**** Data section ****
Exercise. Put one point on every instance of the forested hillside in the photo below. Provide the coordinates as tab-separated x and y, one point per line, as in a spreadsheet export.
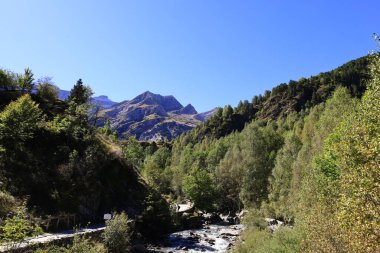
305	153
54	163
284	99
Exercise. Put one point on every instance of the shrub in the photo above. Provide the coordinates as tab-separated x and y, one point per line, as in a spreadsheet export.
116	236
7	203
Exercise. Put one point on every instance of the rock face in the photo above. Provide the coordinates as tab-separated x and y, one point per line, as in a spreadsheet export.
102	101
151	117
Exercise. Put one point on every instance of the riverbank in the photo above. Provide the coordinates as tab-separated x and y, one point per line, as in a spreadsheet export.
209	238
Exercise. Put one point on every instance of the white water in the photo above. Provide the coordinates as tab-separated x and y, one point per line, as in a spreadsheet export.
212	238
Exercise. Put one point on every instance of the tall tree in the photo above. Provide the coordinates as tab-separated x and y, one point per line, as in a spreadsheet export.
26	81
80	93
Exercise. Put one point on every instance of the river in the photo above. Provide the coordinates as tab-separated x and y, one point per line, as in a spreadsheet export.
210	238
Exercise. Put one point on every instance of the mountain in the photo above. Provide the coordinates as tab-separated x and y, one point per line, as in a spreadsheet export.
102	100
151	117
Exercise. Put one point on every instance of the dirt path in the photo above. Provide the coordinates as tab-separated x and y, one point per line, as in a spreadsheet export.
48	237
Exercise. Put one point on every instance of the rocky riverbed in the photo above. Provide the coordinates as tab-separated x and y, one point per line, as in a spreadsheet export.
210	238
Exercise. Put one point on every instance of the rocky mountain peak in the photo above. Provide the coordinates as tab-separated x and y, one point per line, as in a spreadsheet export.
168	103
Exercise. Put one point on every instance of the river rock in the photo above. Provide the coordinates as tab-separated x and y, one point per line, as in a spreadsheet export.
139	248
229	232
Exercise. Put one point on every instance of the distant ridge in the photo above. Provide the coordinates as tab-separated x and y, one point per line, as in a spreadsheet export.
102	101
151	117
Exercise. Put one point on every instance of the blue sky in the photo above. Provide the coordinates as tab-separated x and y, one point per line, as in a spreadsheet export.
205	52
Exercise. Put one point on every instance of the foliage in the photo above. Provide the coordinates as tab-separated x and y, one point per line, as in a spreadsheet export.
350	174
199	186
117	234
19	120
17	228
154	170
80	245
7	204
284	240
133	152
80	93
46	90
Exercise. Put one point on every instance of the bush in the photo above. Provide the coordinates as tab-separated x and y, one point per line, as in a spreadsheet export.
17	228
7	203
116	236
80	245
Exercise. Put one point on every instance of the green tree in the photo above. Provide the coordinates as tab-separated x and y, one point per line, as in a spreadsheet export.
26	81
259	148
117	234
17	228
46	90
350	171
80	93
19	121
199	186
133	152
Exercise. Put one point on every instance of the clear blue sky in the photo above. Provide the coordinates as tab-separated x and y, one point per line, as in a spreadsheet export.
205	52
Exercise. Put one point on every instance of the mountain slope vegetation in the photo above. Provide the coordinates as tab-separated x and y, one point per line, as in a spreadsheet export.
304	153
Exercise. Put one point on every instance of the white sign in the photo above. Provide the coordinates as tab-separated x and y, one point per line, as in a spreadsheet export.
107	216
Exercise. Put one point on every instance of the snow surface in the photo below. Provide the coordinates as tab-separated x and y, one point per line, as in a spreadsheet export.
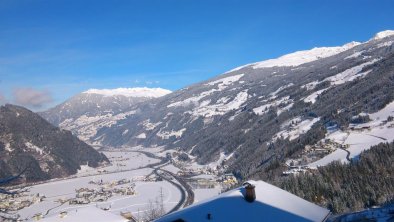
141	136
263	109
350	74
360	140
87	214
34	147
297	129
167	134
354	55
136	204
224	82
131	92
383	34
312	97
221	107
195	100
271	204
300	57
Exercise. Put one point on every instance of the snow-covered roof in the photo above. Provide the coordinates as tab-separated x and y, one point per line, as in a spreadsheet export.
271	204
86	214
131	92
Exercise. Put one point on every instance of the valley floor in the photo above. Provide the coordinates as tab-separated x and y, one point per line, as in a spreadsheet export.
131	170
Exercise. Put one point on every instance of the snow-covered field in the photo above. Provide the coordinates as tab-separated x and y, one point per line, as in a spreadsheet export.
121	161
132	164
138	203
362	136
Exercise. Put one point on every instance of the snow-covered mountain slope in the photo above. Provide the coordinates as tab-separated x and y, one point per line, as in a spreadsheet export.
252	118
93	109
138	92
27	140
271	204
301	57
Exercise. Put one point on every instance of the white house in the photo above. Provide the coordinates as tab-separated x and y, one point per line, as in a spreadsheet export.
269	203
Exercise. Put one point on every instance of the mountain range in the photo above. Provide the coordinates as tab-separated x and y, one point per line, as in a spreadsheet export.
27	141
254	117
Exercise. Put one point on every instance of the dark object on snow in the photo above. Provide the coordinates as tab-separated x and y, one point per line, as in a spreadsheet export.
****
▸ **Given instruction**: Copy out all the rows above word for word, but omit the pictures.

▸ **Task answer**:
Exercise. Put one point on every instance of the forested hillside in the photo below. Provide the coordinates as tab-separated x and y, one point per line, as in a spreadsheet export.
305	153
54	163
284	99
Exercise. Put one point on every instance of the shrub in the photo above. Provide the coordinates as tab-separated x and y, one point per line, as in a spreadsheet export.
116	236
7	203
Exercise. Put one point on every instance of the rock face in the photo above. Provide the coordinates as tab-separated x and y, one point per line, as in a spreadsheet export.
102	101
151	117
Exercise. Put one point on every instance of the riverbank in the photo above. Provide the coordinates as tab-separated x and y, one point per line, as in a spreadsheet export.
209	238
Exercise. Put one point on every instance of the white water in the photo above. Provide the coordinates as tab-separated x and y, one point per line, as in a spreadsheet export.
212	238
Exercise. Put one point on every instance of the tall tree in the photo above. Provide the coordinates as tab-separated x and y, one point per line, as in a spreadsheet export.
26	81
80	93
Exercise. Put one point on every instance of the river in the photo above. Provide the coordinates as tab-separated x and y, one point per line, as in a spreadsheet export.
210	238
Exercise. Put one point on every instance of the mountain in the photo above. Provide the coordinates as tab-separated x and y, one point per line, as in a spreadsheet export.
102	100
151	117
Exercise. Put one point on every instance of the dirt path in the photo above. Provide the coordinates as tab-separated x and y, one point per line, as in a spreadsheet export.
48	237
Exercise. Put one point on every instance of the rocky riverbed in the photo above. Provide the coordinates as tab-separated x and y, one point per line, as in a spreadsheet export.
210	238
Exercise. Put one point on every instance of the rocky mountain peak in the photo above. Provide the coordinates as tab-separated x and y, one point per line, as in a spreadsheet export.
168	103
Exercise. Put one point on every instance of the river rock in the photo above. Provide the coordinates as tab-separated x and y, one point per line, as in a spreadsheet export.
139	248
229	232
Exercise. Put one point on every instance of the distant ridge in the photo above. Provide the coordinates as tab-separated x and y, one point per line, as in a spreadsheet export.
102	101
151	117
Exercise. Put one point on every instance of the blue sky in the photo above. Provide the coordinates as tab-separated x and y, one point per line, as in a spreadsheet export.
205	52
Exercise. Put one point on every instance of the foliage in the photo above. Provide the coordinates as tab-separated x and y, one point per line, as in a spreadsheet export.
350	174
199	186
117	234
19	120
17	228
154	170
80	245
7	204
284	240
133	152
80	93
46	90
Exercise. Put one point on every instance of the bush in the photo above. Provide the coordinates as tab-separated x and y, one point per line, as in a spreadsheet export.
17	228
7	203
116	236
80	245
Exercise. Put one point on every instance of the green tree in the photo above. Provide the coordinates as tab-separated x and y, one point per line, as in a spreadsheet export.
26	81
259	148
117	234
17	228
46	90
350	171
80	93
19	121
199	186
133	152
Exercise. Put one point on every instance of the clear blue sky in the photo above. Provide the coordinates as tab-separated x and y, one point per line, as in a spreadsheet export.
205	52
Exercise. Put one point on every instance of the mountain slope vegetation in the photo above. Provide the coordinates as tab-separated x and y, one point per line, as in a spreadsheet export.
304	153
Exercise. Put one point on every instance of the white sign in the photo above. Provide the coordinates as tab-separated x and y, one point per line, as in a spreadsheet export.
107	216
Exercise. Put one point on every instance of the snow surface in the photo below. Provide the coordinates as tab-separated x and y, one point per line, as in a spreadsheet export.
141	136
263	109
350	74
360	140
87	214
34	147
297	129
167	134
354	55
136	204
224	82
131	92
383	34
312	97
221	107
195	100
271	204
300	57
Exercise. Put one point on every instance of the snow-covered roof in the photo above. Provide the coordinates as tab-separated x and y, one point per line, as in a spreadsheet export.
271	204
86	214
131	92
Exercise. Put one point on every instance of the valley floor in the photo above. Provide the coordinates as tab-separated x and y, one point per line, as in a spreadsheet export.
131	170
Exercise. Put one point on every instance of the snow-covered field in the photo above. Provide the coordinates as tab-separated x and y, one point per line, as in a spreadsheet export.
121	161
132	164
138	203
362	136
Exercise. Put one point on every instance of the snow-covered mountain slope in the photo above. Provide the coordinates as tab-separated x and y, one point per line, as in a spreadsheet export.
252	118
93	109
138	92
27	140
271	204
301	57
Exercise. Put one point on every instance of the white house in the photo above. Provide the coordinates as tab-separated x and y, one point per line, as in a spreadsheet export.
269	203
Exercise. Put one point on every instance of the mountain range in the photo above. Provide the coordinates as tab-separated x and y, one point per line, as in a spreadsheet export.
27	141
254	117
Exercise. Put one point on every instance of the dark object on snow in the photo above. Provide the coordinates as tab-separated x and y, one point per line, as in a spreadsheet export.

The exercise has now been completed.